### Materials provided
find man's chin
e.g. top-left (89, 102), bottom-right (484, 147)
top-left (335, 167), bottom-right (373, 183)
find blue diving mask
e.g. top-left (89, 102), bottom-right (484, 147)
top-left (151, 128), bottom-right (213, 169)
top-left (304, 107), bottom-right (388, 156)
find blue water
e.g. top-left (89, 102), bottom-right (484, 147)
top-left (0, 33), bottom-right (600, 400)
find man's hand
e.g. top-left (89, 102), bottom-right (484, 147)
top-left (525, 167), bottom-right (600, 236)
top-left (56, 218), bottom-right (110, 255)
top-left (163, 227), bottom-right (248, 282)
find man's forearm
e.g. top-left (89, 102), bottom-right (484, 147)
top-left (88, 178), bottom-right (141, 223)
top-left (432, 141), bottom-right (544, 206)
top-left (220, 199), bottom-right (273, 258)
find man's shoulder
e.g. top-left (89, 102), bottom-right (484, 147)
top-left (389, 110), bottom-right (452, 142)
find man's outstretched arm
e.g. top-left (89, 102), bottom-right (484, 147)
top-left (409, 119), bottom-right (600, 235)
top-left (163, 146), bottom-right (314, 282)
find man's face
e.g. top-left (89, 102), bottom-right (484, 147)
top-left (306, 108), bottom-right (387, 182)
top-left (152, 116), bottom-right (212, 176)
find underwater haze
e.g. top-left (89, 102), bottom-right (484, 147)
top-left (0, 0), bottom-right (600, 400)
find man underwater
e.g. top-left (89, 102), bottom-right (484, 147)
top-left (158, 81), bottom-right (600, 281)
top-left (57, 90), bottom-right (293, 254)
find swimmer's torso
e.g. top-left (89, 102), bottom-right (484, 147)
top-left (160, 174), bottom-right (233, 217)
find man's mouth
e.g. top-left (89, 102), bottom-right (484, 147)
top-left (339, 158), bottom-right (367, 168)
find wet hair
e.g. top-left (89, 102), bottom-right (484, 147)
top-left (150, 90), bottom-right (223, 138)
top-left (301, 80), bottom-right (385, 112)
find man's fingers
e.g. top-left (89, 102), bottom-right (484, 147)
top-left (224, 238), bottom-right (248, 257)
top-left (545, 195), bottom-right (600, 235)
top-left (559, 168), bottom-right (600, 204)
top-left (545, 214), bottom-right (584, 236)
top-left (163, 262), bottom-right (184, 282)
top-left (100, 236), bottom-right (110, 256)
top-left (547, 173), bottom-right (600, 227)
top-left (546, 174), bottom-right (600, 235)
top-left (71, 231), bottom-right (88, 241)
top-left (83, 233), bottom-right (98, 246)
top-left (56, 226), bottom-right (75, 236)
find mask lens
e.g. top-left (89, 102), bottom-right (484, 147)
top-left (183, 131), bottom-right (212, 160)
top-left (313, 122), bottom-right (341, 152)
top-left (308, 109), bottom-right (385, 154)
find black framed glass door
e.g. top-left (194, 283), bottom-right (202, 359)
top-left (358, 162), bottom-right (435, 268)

--

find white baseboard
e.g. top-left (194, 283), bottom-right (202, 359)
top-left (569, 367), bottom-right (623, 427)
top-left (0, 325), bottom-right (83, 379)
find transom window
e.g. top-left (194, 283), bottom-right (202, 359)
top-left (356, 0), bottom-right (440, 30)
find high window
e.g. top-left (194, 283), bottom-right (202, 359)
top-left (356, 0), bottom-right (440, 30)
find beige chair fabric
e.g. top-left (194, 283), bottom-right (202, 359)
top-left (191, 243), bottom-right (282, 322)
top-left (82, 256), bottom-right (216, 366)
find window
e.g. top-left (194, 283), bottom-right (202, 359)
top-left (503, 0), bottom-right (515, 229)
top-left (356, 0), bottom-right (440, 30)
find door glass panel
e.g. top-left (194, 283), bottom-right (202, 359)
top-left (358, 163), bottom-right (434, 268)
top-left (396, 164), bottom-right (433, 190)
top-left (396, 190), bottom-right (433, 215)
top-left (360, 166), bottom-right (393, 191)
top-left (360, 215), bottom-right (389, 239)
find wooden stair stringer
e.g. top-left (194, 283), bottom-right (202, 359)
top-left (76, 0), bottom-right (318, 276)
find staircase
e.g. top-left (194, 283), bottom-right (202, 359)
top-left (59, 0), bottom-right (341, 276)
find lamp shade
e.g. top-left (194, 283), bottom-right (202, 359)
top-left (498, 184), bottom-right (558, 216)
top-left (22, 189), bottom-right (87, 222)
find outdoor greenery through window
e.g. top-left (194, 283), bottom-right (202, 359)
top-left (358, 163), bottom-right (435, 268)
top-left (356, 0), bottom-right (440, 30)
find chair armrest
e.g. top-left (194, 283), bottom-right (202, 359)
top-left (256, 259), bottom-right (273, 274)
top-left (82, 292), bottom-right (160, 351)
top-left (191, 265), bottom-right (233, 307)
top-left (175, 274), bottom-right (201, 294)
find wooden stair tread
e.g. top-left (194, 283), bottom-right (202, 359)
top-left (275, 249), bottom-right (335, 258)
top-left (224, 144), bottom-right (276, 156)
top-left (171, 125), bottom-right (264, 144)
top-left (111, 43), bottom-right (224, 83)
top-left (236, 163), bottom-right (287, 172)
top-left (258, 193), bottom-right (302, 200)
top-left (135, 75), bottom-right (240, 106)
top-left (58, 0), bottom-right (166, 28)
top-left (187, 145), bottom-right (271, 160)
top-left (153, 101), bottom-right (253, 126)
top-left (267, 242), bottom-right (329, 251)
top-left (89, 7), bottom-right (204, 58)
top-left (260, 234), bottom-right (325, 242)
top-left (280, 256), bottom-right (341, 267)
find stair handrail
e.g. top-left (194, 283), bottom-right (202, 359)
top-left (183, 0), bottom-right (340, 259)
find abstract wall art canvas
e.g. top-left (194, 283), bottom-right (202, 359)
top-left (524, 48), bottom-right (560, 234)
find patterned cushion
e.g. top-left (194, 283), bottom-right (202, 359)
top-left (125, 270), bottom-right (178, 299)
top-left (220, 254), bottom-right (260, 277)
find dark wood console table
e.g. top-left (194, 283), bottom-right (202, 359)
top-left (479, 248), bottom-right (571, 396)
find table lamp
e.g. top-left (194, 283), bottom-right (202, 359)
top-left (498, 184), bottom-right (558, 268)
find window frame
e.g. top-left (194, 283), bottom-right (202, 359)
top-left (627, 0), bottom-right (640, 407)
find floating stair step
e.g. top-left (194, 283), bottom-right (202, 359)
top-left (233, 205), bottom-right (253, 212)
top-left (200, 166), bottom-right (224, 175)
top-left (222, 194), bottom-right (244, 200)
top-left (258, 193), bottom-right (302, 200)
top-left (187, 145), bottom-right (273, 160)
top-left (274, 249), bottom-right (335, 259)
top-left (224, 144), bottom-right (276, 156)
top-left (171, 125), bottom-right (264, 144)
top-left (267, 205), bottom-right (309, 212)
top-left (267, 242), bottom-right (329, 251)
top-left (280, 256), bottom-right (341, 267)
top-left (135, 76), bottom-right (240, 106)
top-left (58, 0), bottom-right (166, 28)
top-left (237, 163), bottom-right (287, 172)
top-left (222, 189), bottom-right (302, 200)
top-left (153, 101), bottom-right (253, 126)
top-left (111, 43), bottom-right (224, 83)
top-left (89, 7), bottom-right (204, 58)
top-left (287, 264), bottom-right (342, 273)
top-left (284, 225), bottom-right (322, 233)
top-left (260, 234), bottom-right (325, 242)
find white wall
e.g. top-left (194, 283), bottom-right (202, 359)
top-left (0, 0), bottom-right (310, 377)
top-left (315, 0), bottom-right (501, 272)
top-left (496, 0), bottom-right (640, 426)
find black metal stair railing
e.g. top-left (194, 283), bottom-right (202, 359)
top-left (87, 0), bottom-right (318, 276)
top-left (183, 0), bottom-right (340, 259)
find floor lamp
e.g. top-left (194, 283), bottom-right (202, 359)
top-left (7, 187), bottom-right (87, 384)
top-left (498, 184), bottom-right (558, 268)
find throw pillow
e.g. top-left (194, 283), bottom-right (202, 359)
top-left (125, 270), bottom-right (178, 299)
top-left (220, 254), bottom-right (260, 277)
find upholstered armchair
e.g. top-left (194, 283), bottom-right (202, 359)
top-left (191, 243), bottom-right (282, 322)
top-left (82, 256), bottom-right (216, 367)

* * *

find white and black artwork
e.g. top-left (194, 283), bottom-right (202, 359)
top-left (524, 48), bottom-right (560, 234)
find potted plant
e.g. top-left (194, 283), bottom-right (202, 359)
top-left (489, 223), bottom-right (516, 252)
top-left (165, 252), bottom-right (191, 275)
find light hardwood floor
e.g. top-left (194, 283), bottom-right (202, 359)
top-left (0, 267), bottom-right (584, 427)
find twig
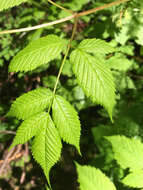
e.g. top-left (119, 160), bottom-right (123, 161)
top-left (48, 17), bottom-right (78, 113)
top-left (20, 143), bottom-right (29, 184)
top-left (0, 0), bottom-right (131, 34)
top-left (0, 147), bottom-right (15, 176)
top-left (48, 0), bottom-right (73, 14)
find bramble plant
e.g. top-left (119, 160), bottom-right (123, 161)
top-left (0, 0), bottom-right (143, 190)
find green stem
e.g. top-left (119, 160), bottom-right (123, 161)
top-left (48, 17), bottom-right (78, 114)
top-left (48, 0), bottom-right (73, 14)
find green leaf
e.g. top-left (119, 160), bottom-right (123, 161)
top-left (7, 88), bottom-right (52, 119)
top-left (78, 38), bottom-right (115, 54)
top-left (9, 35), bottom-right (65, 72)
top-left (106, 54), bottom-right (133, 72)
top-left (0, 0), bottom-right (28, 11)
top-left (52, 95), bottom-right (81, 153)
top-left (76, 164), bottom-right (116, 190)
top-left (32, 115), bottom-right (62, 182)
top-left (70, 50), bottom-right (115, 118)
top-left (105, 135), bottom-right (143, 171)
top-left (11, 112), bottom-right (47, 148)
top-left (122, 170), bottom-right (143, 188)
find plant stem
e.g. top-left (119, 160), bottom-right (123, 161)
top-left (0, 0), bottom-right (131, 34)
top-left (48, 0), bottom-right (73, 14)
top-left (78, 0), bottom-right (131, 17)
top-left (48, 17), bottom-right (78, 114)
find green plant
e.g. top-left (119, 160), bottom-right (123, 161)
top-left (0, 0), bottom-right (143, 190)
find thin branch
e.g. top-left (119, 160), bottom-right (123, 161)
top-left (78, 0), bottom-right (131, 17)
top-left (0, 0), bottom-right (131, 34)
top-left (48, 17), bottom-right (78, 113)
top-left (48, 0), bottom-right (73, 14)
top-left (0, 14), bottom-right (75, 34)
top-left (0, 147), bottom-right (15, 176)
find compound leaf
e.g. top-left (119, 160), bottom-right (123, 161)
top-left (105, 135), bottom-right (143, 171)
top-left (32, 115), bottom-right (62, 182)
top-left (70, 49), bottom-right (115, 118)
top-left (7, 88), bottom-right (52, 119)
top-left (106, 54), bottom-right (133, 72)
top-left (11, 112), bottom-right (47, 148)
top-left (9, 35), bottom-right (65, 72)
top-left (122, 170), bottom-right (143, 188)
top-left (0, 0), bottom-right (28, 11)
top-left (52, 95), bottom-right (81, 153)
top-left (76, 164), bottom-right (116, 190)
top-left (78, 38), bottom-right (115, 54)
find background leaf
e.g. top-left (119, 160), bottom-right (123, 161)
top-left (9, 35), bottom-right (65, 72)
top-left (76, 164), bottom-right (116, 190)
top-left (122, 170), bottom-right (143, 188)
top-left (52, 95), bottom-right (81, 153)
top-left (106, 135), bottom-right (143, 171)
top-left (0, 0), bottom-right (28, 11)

### Task instructions
Rewrite the records as a numbered list with no blank lines, starting at the line that contains "find black framed glass door" and stopping after the line that contains "top-left (358, 162), bottom-right (435, 268)".

### Complete response
1. find black framed glass door
2. e.g. top-left (194, 283), bottom-right (202, 359)
3. top-left (358, 162), bottom-right (435, 268)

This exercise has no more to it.